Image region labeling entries
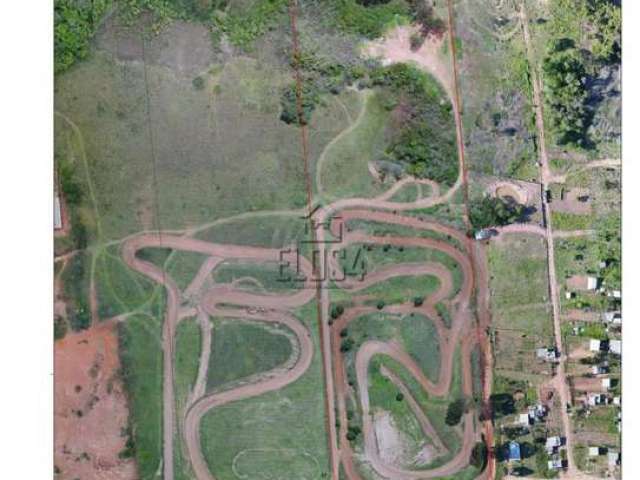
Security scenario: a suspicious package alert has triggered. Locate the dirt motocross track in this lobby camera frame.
[115,4,494,480]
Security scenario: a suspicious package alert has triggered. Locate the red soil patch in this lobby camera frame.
[54,323,137,480]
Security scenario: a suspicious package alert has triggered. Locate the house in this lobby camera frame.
[474,228,491,240]
[547,458,563,470]
[53,195,62,230]
[609,340,622,355]
[536,347,559,362]
[602,312,622,325]
[591,362,609,375]
[589,338,604,352]
[518,413,533,427]
[587,393,609,407]
[567,275,600,291]
[589,447,605,457]
[607,451,620,467]
[509,441,522,462]
[545,435,562,455]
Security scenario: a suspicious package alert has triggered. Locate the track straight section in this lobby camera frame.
[520,2,581,478]
[289,0,339,480]
[447,0,496,479]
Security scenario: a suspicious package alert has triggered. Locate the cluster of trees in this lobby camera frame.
[469,196,526,230]
[543,0,622,147]
[542,41,589,146]
[371,64,458,185]
[53,0,111,74]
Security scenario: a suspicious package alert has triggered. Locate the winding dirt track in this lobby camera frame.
[115,2,494,480]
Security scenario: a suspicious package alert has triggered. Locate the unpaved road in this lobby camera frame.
[115,3,493,480]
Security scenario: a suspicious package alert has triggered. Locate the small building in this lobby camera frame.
[609,340,622,355]
[545,435,562,455]
[547,458,563,470]
[607,451,620,467]
[589,338,602,352]
[589,447,604,457]
[536,347,559,362]
[518,413,532,427]
[591,363,609,375]
[602,312,622,325]
[509,441,522,462]
[587,393,609,407]
[474,228,492,240]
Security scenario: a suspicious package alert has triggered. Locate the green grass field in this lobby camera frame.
[201,304,329,480]
[318,91,390,199]
[488,234,549,313]
[118,315,162,480]
[207,319,292,390]
[341,244,462,296]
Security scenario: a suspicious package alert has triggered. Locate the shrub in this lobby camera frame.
[444,398,467,426]
[469,196,525,230]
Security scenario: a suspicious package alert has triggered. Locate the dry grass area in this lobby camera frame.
[54,324,138,480]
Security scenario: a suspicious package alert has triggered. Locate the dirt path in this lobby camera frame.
[380,365,449,455]
[520,2,579,479]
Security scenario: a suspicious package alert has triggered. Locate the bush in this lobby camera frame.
[191,77,204,90]
[469,442,488,471]
[53,0,111,74]
[542,47,589,146]
[280,83,320,125]
[444,398,467,426]
[469,196,525,230]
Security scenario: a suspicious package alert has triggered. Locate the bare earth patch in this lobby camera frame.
[54,322,137,480]
[364,26,453,98]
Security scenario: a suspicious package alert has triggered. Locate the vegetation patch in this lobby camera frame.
[118,315,162,479]
[207,320,292,390]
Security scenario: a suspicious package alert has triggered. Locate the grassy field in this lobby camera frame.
[55,39,346,244]
[174,318,201,411]
[207,319,292,390]
[455,0,537,180]
[318,91,390,199]
[213,262,300,293]
[343,313,440,382]
[488,234,549,314]
[358,275,440,305]
[341,244,462,295]
[94,247,158,318]
[119,315,162,480]
[201,304,329,480]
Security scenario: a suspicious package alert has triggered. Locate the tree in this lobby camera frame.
[542,46,589,146]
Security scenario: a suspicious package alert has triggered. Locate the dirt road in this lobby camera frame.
[520,2,579,478]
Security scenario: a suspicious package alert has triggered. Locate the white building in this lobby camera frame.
[609,340,622,355]
[589,338,602,352]
[602,312,622,325]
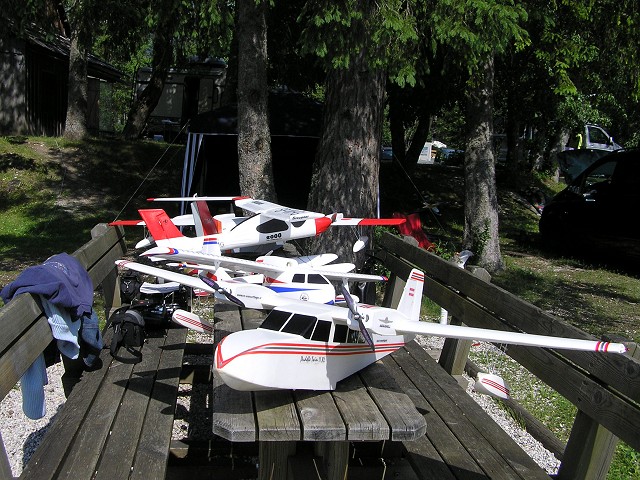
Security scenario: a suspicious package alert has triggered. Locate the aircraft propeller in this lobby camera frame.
[200,274,245,308]
[340,284,376,351]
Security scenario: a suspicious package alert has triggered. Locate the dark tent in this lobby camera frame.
[182,92,322,208]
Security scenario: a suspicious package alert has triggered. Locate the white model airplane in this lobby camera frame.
[110,197,405,255]
[142,247,387,304]
[116,261,627,390]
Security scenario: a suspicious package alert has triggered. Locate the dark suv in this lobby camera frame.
[539,149,640,261]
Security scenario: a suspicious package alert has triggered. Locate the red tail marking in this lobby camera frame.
[196,200,220,235]
[138,208,184,241]
[316,217,331,235]
[109,220,140,227]
[358,218,406,226]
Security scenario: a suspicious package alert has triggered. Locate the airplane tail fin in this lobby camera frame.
[397,268,424,321]
[138,208,184,245]
[191,200,221,237]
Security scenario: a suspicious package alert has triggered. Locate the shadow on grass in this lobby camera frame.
[492,263,638,340]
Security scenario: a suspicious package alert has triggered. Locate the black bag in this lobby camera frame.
[120,272,142,303]
[110,306,145,363]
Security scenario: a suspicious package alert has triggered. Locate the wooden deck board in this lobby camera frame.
[360,362,427,441]
[130,328,187,479]
[402,342,548,479]
[93,336,164,480]
[293,390,347,441]
[333,375,390,440]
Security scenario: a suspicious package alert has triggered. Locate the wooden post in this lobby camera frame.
[557,336,640,480]
[0,432,13,480]
[556,410,618,480]
[258,441,296,480]
[382,274,407,308]
[438,265,491,376]
[314,441,349,480]
[438,317,473,376]
[91,223,122,321]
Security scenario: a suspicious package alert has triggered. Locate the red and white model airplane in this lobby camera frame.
[111,197,405,255]
[116,261,627,390]
[140,247,387,305]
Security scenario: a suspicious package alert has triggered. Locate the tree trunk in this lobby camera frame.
[404,114,431,172]
[388,84,407,165]
[463,57,504,273]
[64,29,88,140]
[220,13,238,107]
[309,52,386,264]
[236,0,277,201]
[123,0,177,139]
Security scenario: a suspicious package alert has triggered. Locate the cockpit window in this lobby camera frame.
[260,310,291,332]
[333,325,349,343]
[256,218,289,233]
[309,273,331,285]
[347,329,365,343]
[282,313,316,339]
[311,320,331,342]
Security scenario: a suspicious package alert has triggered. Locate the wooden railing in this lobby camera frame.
[375,233,640,479]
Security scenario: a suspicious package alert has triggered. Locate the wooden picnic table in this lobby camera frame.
[213,305,426,479]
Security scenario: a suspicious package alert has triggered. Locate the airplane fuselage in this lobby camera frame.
[214,304,414,391]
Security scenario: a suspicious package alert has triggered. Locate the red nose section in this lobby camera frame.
[316,217,331,235]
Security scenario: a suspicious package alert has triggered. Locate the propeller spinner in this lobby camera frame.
[340,284,376,352]
[200,274,245,308]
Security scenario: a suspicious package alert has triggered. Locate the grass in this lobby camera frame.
[0,137,640,479]
[381,165,640,480]
[0,137,184,285]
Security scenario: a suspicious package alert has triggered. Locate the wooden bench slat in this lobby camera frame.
[20,330,117,480]
[253,390,301,442]
[94,336,164,480]
[402,342,548,479]
[383,354,483,478]
[378,233,640,398]
[130,328,187,479]
[0,316,53,399]
[59,361,139,479]
[332,375,390,440]
[360,362,427,441]
[293,390,347,441]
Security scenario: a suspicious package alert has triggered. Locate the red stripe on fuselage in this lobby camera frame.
[216,339,404,369]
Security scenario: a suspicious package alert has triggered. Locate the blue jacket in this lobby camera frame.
[0,253,103,367]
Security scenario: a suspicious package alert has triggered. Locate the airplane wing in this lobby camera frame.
[109,213,193,227]
[388,320,627,353]
[115,260,284,310]
[147,195,239,202]
[235,198,324,222]
[116,260,215,293]
[142,247,387,282]
[331,213,406,227]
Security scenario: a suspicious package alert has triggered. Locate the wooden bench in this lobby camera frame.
[0,225,186,480]
[375,233,640,479]
[212,305,549,480]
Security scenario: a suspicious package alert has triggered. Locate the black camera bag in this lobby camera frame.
[110,306,145,363]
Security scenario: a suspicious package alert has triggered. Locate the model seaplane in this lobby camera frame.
[116,261,627,390]
[110,197,405,255]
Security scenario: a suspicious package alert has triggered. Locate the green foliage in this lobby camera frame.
[298,0,419,85]
[432,0,530,71]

## Brief
Collect each line in the records above that contains the string "model". Case counts.

## Response to this exercise
Security scenario: a suspicious package alert has triggered. Locate the white model airplane in this lobby camera frame.
Security scenario: a suspicious package alert has triggered. Locate the red and white model airplane in this lobby camera frame.
Security scenario: a suspicious package alert has triggered. Locate the model seaplane in this lobby camera frame.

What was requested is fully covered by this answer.